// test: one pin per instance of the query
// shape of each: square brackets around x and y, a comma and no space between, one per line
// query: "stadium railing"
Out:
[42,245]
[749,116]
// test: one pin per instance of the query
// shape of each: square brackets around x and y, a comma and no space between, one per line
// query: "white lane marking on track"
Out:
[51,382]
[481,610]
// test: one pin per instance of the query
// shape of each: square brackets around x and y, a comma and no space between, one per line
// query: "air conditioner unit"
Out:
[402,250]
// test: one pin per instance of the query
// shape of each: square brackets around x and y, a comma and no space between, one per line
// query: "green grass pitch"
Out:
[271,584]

= Your instructions =
Produce a verbatim transcript of the material above.

= Response to the task =
// test: one pin per instance of the query
// shape of each: square brackets around x and y, a comma and no space between, one per line
// query: "stadium railing"
Out:
[42,245]
[749,116]
// test: one pin per instance of the query
// shape of each: square brackets around x and y, a comma and no space between, one per line
// query: "white lane marking on track"
Out:
[51,382]
[481,610]
// test: one pin per instance of the query
// shape of each: square brackets around x and y, a comma and no space between, one per line
// query: "air conditioner unit"
Out:
[402,250]
// test: one pin per instance of the query
// shape of each: square brackets around x and y, a comma and no space between, one per line
// query: "green grass pitch"
Out:
[271,584]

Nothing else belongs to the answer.